[PROBLEM A]:
Answer these three questions about the receiver post that follows, one answer per line:
(i) From which phone was the music library streamed over Bluetooth?
(ii) What output do the Klipsch Lascala mains have at one meter with one watt in?
(iii) How many fluorescent light tubes detonated during the store demonstration?
=== TEXT EXCERPT ===
Funny story. I bought the AVR-S500BT last week. Hooked up my Klipsch Lascala mains, the Belle Klipsch center, and Heresy rears. Then I immediately tried the Bluetooth feature, streaming my music library from Samsung Galaxy S5.

The sound was nice, but I had to turn the gain WAY up to get really nice volume. This didn't make a lot of sense, since my mains have an output of 106 db at one meter with one watt in. 

Never having used Bluetooth for anything other than using my gps as a speaker phone, I wondered if I would get better volume with a wired connection. It seemed to make sense that it would, so I plugged my cd player into the receiver, dropped in a cd, and hit play. 

Uh oh. It occurred to me a millisecond AFTER hitting play that I hadn't turned down the volume on the receiver. The window about 20' from the mains (directly in line with them) exploded. My wife was (I believe) screaming at me, but I couldn't hear a thing. And I was grinning from ear to ear.

I haven't experienced something like that since the time when cd players first hit the market. I was managing a high end audio store in CT, and a new employee was demonstrating Klipsch LaScalas to a potential customer. He put a cd called "Time Warp" into a Carver player and hit play. Nothing happened. (He didn't realize there was about a 5 second delay at the start of the track he was playing on that cd. He cranked up the gain on the preamp, but the system was dead silent. Until it wasn't. The track began playing, a few panels in the drop ceiling lifted up, and 4 fluorescent light tubes detonated. (The customer, btw, immediately purchased the speakers.) 

This little receiver has its limitations (one of which is that it doesn't adequately develop the bass with my speakers the way my separates, or even an old Yamaha receiver did. That is going to be cured in a few days when My NXG NX-BAS-500 arrives. That said, there is no harshness to the sonic quality of this receiver, and no audible IM distortion. It has a superior FM tuner, and more than enough power for my (admittedly efficient) 5 speaker array. The only thing that almost kept me from purchasing it was the price. I thought it was too inexpensive to really have any quality, and I was prepared to return it to Amazon as soon as it immediately and thoroughly disappointed me.
===
[PROBLEM B]:
Quote the records below, everything from their first line down to the line containing "xmin=538 ymin=260 xmax=754 ymax=304", with both of those lines included.
=== GIVEN DATA ===
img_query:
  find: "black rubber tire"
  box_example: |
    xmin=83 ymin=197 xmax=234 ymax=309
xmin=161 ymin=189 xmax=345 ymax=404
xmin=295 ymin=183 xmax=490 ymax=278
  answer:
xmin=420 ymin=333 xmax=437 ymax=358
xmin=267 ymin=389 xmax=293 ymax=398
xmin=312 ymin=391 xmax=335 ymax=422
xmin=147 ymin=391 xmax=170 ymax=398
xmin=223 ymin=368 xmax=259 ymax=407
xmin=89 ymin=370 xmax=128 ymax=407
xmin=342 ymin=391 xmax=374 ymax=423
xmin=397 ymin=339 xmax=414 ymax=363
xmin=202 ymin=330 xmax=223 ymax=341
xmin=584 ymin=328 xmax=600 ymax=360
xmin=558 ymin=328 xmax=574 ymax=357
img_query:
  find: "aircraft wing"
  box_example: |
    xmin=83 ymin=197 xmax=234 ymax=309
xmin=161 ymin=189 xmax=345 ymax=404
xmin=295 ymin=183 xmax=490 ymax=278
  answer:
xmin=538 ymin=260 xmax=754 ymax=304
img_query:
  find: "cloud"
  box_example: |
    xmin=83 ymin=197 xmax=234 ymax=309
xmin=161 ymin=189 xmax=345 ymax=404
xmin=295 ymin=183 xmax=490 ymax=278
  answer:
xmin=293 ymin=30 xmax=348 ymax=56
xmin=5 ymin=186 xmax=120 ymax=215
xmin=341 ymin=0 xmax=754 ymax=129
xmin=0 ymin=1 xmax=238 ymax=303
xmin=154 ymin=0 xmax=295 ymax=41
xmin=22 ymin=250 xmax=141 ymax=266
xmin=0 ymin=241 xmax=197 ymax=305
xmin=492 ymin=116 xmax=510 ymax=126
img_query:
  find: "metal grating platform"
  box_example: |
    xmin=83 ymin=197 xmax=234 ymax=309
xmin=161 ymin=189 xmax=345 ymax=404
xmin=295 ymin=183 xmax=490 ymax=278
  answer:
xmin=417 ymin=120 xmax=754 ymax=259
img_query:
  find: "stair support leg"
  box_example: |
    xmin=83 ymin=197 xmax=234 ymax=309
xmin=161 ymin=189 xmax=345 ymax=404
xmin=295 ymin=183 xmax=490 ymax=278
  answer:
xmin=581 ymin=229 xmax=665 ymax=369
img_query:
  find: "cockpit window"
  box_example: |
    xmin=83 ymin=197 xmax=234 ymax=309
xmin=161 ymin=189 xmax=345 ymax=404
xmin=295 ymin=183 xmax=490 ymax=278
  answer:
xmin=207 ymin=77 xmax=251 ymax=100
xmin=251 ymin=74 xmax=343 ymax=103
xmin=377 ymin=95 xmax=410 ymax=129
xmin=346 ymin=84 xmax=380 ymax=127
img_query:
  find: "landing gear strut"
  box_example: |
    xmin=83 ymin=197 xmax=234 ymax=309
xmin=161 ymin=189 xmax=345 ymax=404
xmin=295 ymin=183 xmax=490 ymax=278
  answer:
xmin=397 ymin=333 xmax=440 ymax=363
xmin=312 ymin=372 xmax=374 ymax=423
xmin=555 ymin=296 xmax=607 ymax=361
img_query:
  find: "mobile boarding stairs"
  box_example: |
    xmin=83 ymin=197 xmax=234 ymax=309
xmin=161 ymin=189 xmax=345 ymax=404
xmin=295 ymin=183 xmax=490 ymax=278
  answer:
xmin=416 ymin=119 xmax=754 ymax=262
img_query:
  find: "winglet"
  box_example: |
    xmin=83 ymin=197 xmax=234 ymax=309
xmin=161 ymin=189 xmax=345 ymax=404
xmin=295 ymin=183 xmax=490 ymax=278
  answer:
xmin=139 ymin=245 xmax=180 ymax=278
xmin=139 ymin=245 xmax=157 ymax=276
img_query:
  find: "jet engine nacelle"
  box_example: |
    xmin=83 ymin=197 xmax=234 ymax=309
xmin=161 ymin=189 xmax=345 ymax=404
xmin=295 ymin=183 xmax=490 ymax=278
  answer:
===
[CORRECT OUTPUT A]:
(i) A Samsung Galaxy S5.
(ii) 106 db.
(iii) 4.

[CORRECT OUTPUT B]:
img_query:
  find: "black rubber tire"
  box_example: |
    xmin=83 ymin=197 xmax=234 ymax=309
xmin=161 ymin=189 xmax=345 ymax=404
xmin=295 ymin=183 xmax=490 ymax=278
  answer:
xmin=420 ymin=333 xmax=437 ymax=358
xmin=267 ymin=389 xmax=293 ymax=398
xmin=312 ymin=391 xmax=335 ymax=422
xmin=147 ymin=391 xmax=170 ymax=398
xmin=223 ymin=368 xmax=259 ymax=407
xmin=89 ymin=370 xmax=128 ymax=407
xmin=342 ymin=391 xmax=374 ymax=423
xmin=397 ymin=339 xmax=414 ymax=363
xmin=202 ymin=330 xmax=223 ymax=341
xmin=584 ymin=328 xmax=600 ymax=360
xmin=558 ymin=328 xmax=574 ymax=357
img_query:
  find: "aircraft wing"
  box_example: |
    xmin=83 ymin=197 xmax=234 ymax=309
xmin=161 ymin=189 xmax=345 ymax=404
xmin=295 ymin=183 xmax=490 ymax=278
  answer:
xmin=538 ymin=260 xmax=754 ymax=304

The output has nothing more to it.